__Record excerpts__
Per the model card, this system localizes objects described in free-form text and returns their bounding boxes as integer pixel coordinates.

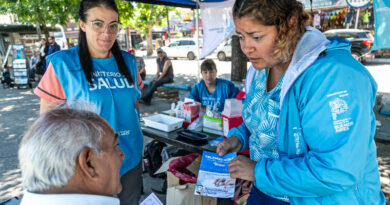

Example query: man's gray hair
[19,108,108,192]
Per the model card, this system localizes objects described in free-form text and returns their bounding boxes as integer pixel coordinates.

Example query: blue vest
[48,46,143,176]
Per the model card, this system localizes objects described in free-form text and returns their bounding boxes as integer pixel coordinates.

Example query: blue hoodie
[228,27,385,205]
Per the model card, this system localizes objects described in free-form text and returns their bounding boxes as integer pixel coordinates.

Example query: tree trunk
[146,25,153,56]
[230,35,248,82]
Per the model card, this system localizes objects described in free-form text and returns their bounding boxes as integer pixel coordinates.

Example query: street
[0,58,390,204]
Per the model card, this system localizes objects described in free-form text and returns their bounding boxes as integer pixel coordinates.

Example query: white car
[161,38,202,60]
[212,39,232,61]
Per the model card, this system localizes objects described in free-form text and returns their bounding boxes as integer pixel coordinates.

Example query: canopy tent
[128,0,229,9]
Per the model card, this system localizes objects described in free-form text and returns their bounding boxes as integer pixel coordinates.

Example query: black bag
[143,140,167,178]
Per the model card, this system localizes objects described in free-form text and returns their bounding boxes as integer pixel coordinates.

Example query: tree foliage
[115,0,134,28]
[131,3,175,55]
[0,0,79,35]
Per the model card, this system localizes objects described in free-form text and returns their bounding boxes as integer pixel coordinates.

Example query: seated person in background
[19,108,124,205]
[189,59,239,112]
[141,48,173,105]
[129,48,146,80]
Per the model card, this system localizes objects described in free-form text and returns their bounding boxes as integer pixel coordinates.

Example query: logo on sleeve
[327,90,353,132]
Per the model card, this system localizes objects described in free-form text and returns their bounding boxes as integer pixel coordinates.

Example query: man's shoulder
[217,78,234,86]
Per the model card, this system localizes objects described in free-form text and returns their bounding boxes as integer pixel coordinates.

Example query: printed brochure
[195,151,237,198]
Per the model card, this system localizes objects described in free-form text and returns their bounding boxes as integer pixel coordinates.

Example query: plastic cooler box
[143,114,184,132]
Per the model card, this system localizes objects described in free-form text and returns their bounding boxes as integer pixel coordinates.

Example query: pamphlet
[140,192,163,205]
[195,151,237,198]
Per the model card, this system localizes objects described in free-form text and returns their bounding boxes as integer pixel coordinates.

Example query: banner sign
[298,0,348,10]
[200,0,235,59]
[12,44,27,68]
[347,0,371,8]
[372,0,390,50]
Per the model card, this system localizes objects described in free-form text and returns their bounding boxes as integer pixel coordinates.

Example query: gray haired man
[19,108,124,205]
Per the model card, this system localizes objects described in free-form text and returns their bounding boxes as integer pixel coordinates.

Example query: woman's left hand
[228,155,256,181]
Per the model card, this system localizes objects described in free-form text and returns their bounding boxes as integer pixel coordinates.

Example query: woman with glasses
[217,0,386,205]
[34,0,143,204]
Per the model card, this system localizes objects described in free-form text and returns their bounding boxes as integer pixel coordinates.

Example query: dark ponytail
[79,0,134,84]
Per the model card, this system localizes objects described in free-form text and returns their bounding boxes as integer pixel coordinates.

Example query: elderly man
[19,108,124,205]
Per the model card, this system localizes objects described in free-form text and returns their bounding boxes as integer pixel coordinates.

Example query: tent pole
[355,9,360,29]
[195,0,200,81]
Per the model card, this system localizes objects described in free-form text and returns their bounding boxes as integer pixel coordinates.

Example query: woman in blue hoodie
[217,0,385,205]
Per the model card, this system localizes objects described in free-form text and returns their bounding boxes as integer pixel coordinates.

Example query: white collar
[20,191,119,205]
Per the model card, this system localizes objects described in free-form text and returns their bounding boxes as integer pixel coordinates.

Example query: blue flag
[372,0,390,50]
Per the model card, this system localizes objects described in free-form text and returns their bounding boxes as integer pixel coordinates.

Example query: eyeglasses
[90,20,122,33]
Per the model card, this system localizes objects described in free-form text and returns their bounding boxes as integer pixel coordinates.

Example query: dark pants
[246,186,290,205]
[118,160,142,205]
[142,76,173,103]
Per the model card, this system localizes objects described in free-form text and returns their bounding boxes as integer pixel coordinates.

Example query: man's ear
[79,19,86,32]
[77,147,98,179]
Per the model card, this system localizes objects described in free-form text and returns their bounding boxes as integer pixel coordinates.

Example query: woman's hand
[228,155,256,181]
[216,136,241,156]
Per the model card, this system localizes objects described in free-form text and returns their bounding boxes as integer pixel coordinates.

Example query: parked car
[161,38,202,60]
[212,39,232,61]
[373,49,390,58]
[139,40,156,51]
[324,29,374,63]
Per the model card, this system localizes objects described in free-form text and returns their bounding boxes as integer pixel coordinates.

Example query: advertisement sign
[372,0,390,50]
[12,44,27,68]
[298,0,348,10]
[347,0,371,8]
[200,0,235,59]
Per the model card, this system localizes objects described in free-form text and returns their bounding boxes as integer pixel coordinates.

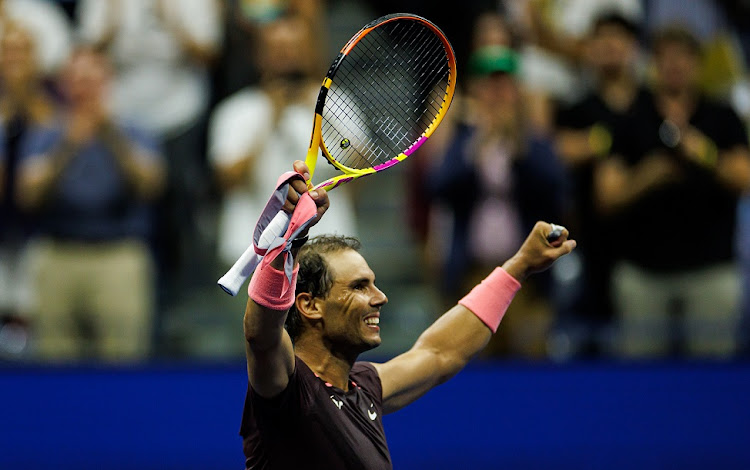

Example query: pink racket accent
[372,158,399,171]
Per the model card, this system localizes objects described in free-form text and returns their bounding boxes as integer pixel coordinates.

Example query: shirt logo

__What you will do__
Copy the listing above word for word, leaving out the pictures.

__Task result__
Per the model card, this system localizes objects described in free-form text and returns their bounding boxes as integer pixel coordinates.


Example query: man's gray hair
[19,108,108,192]
Per the model card, this system localizes objects described in free-form text and returns their bounding boxes as integer pixel coordinates.

Example query: blue vest
[48,46,143,176]
Per the model card, this system localizes objects described in free-form text and returns their bounding boxes as integer pixel coordinates.

Example query: blue hoodie
[228,27,385,205]
Per the model card, this system localizes objects described in free-form text and returns their bounding boxes as integer pixel coordinates.

Example query: tree trunk
[146,25,153,56]
[230,35,248,82]
Per the model card, this system localizes objects described in free-form text and returns their bounding boxes as integer pixel coordinates.

Example query: street
[0,58,390,204]
Per the model card, this system localizes objects described in free-form text and returns their bounding boxes as integer pixel coordinates.

Example query: white car
[161,38,202,60]
[212,39,232,61]
Per the model card, this system localizes objects described in free-form text and returns their bounding boxes as integer pixel coordinates.

Example query: canopy tent
[128,0,229,9]
Per the model card, this system localizes objects described in free-form text and returns their bounding boxes as integer pixel coordinates.

Example query: black bag
[143,140,167,178]
Per the model card, this system localizes objects described in free-form text and returns their bounding boxes as integer pixel coordinates.

Example query: tree foliage
[115,0,134,28]
[131,3,175,55]
[0,0,79,35]
Per the model card, this system localizes objects described in free-form text and returns their bounding boxes as integer pixel coordinates.

Example query: seated person in background
[19,108,124,205]
[189,59,239,112]
[141,48,173,105]
[129,48,146,80]
Per the model card, this system localizes objects described in free-form text and returns their bounding boxes as integer pixel coordinates.

Example query: logo on sleeve
[327,90,353,132]
Per the model card, this system localizes objects described in free-form text and returns their bounding boxes as integer pixel coordinates.

Example query: man's shoulder
[217,78,234,86]
Per the model card, this system localizes objects described in free-form text and returns their bounding boxes as integer pixel coordinates.

Example query: printed brochure
[195,151,237,198]
Per the model card, this system localizes objects described in free-form text and returns their bounding boxes as integer pixel coordinates.

Example query: plastic cooler box
[143,114,184,132]
Per the model card, this system localizes objects described in free-form text and returns their bounding boxes as integer pixel coordinates.

Example query: pamphlet
[140,192,163,205]
[195,151,237,198]
Per the model card, this system localizes objects described in free-form text and returns their bounding boxes as integer pixel coordinates.

Example query: banner sign
[298,0,348,10]
[200,0,235,59]
[12,44,27,68]
[347,0,371,8]
[372,0,390,50]
Per the model card, this system localizes objects described in free-form text and returns their bounding boxes as integer pixel coordinates.

Example query: gray haired man
[19,108,124,205]
Per the model card, this system localizes objects described in free-form text and returns their bounding boxes as integer pixel coordinates.

Example query: woman's left hand
[228,155,256,181]
Per the model card, this system localizes objects described in free-form text and returns their bounding boxes as integer pixel coordinates.

Example query: woman with glasses
[217,0,386,205]
[34,0,143,204]
Per the model card, this system localizes objects described in free-form text and returns their bounding boxes as integer pixel coordinates.

Example query: dark ponytail
[79,0,134,84]
Per the model card, this system localizes objects described in free-form text and returns their bounding boxes as integer pixel coordinates.

Example query: elderly man
[19,108,124,205]
Per the model card, this system localizes objects described in free-form text and returns their bounding boxes as integer pixel coordinates.

Example query: tent pole
[355,9,360,29]
[195,0,200,81]
Per the model card, this system localizes objects described in free-form text and returns their bounding boxes as integer pixel coordinates.

Example query: woman in blue hoodie
[217,0,385,205]
Per the model card, this system localizes objects described in free-form text and returns their bounding boxes as integer pixel coordinates.

Example query: white collar
[20,191,119,205]
Per the model card, this system localizes objects described in free-form text and returns their bounding boxes as integer pixel coordinates.

Example query: blue flag
[372,0,390,50]
Per the model card, this system localizes objects described in free-form text and returns their bounding boxes as integer pixel coordinates.

Example query: eyeglasses
[90,20,122,33]
Per the model card, this system localizes objects described in free-form text and returns their bounding boxes as integer pixel coordinates.

Example query: dark pants
[246,186,290,205]
[118,160,142,205]
[142,76,173,103]
Per the model card, this system localizes objects described in free-form text and returns their bounding boxes as integer pixel coordinates.

Example query: man's ear
[79,19,86,32]
[77,147,98,179]
Per the model card, this system localizes objects described in free-form text and returns their bounding boxes as integer pixel coordinates.

Example query: woman's hand
[228,155,256,181]
[216,136,241,156]
Per the model card, this system localizes objects described in free-form text and returns their bounding boxes as integer pixel coordinates.

Example query: parked car
[161,38,202,60]
[212,39,232,61]
[373,49,390,58]
[139,40,156,51]
[324,29,374,63]
Per the model card, this system localizes objects described in free-form text and returns their bounding boxes as integer pixel coordinates.

Example query: advertisement sign
[372,0,390,50]
[12,44,27,68]
[298,0,348,10]
[347,0,371,8]
[200,0,235,59]
Per the model card, this system localizes objects described in free-form text and returns their bounding boxes as integer pixel coordinates.


Example query: pink racket accent
[372,158,399,171]
Per the model card, this system localizes objects described in free-form text and returns their bounding boxes as integer pixel coordinates.

Example query: shirt logo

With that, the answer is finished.